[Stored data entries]
++++++++++++++++++++
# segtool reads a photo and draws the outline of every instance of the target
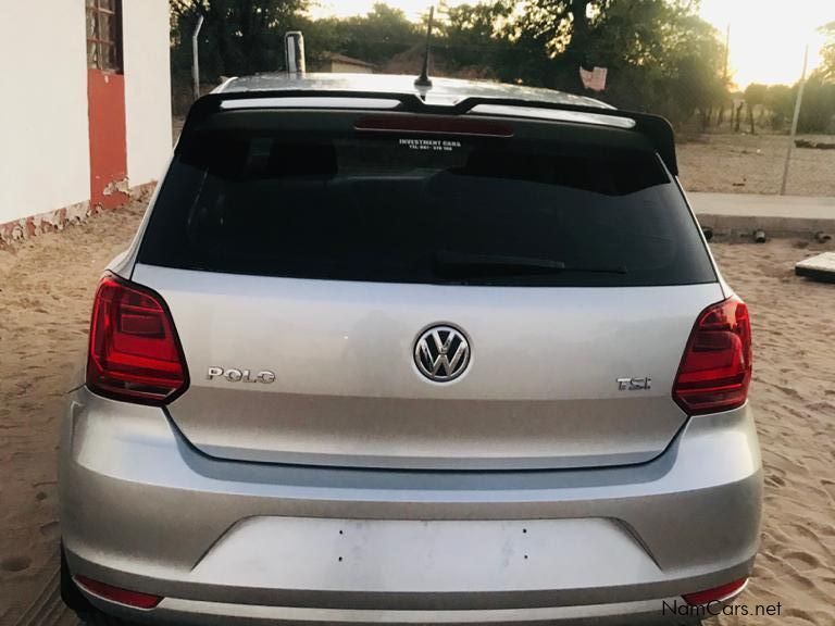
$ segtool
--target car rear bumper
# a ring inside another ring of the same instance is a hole
[[[72,573],[164,597],[138,611],[88,594],[134,619],[633,624],[748,575],[761,464],[747,406],[618,468],[236,463],[190,448],[160,409],[79,389],[60,488]]]

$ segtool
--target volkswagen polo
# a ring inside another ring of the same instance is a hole
[[[670,125],[264,75],[101,278],[62,592],[101,624],[696,623],[745,587],[749,314]]]

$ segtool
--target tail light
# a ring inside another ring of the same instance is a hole
[[[129,591],[127,589],[122,589],[121,587],[113,587],[112,585],[87,578],[86,576],[76,576],[75,581],[88,593],[92,593],[94,596],[98,596],[99,598],[103,598],[111,602],[127,604],[135,609],[145,609],[147,611],[157,608],[159,603],[162,602],[162,597],[160,596]]]
[[[87,387],[100,396],[162,405],[188,387],[174,322],[159,293],[108,275],[92,306]]]
[[[690,333],[673,399],[689,415],[745,404],[751,380],[751,324],[736,296],[708,306]]]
++++++++++++++++++++
(Exercise goal)
In the copy, include no pictures; restate the listing above exactly.

(Worked solution)
# segtool reads a photo and draws the outline of every instance of the target
$ segtool
--target car rear bumper
# a ring inside another ring of the same instance is a hole
[[[72,573],[164,597],[138,611],[88,594],[134,619],[633,624],[748,575],[761,464],[747,406],[618,468],[236,463],[190,448],[160,409],[79,389],[60,488]]]

$ segtool
--target volkswagen polo
# a ring inside another ring of the same instance is a hole
[[[670,125],[264,75],[101,278],[62,592],[101,624],[696,623],[745,587],[749,314]]]

$ segtool
--target tail light
# a ring inside another ring of the same instance is a hole
[[[129,591],[127,589],[122,589],[121,587],[113,587],[112,585],[87,578],[86,576],[76,576],[75,581],[88,593],[92,593],[94,596],[98,596],[99,598],[103,598],[111,602],[127,604],[135,609],[145,609],[147,611],[157,608],[159,603],[162,602],[162,597],[160,596]]]
[[[87,387],[100,396],[162,405],[188,387],[174,322],[159,293],[108,275],[92,306]]]
[[[690,333],[673,399],[689,415],[745,404],[751,380],[751,324],[736,296],[708,306]]]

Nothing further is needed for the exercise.